» **Your objective**: Turn every line of the records below into a numbered list, omitting blank lines. Leave the pictures out of your answer.
[START OF Data rows]
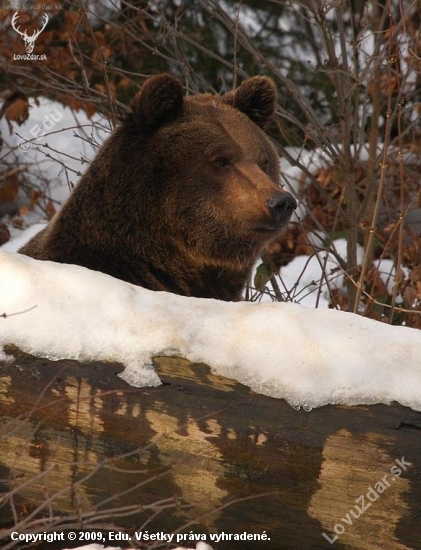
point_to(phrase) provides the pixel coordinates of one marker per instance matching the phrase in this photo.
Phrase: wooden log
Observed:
(81, 449)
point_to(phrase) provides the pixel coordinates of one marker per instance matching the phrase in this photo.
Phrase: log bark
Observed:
(80, 449)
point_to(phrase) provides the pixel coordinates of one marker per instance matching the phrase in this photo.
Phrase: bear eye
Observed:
[END OF Data rows]
» **Finished exercise**:
1. point_to(phrase) provides the pixel coordinates of one marker per instance matching the phrase in this photo.
2. Phrase: wooden log
3. Observed:
4. (81, 449)
5. point_to(phrase) provides the pixel coordinates of one marker per instance matching the phrase in this photo.
6. Phrase: log bark
7. Observed:
8. (80, 449)
9. point_to(phrase) provides the pixel coordinates of one marker per instance matching the phrase in this photo.
10. Phrase: bear eye
11. Observed:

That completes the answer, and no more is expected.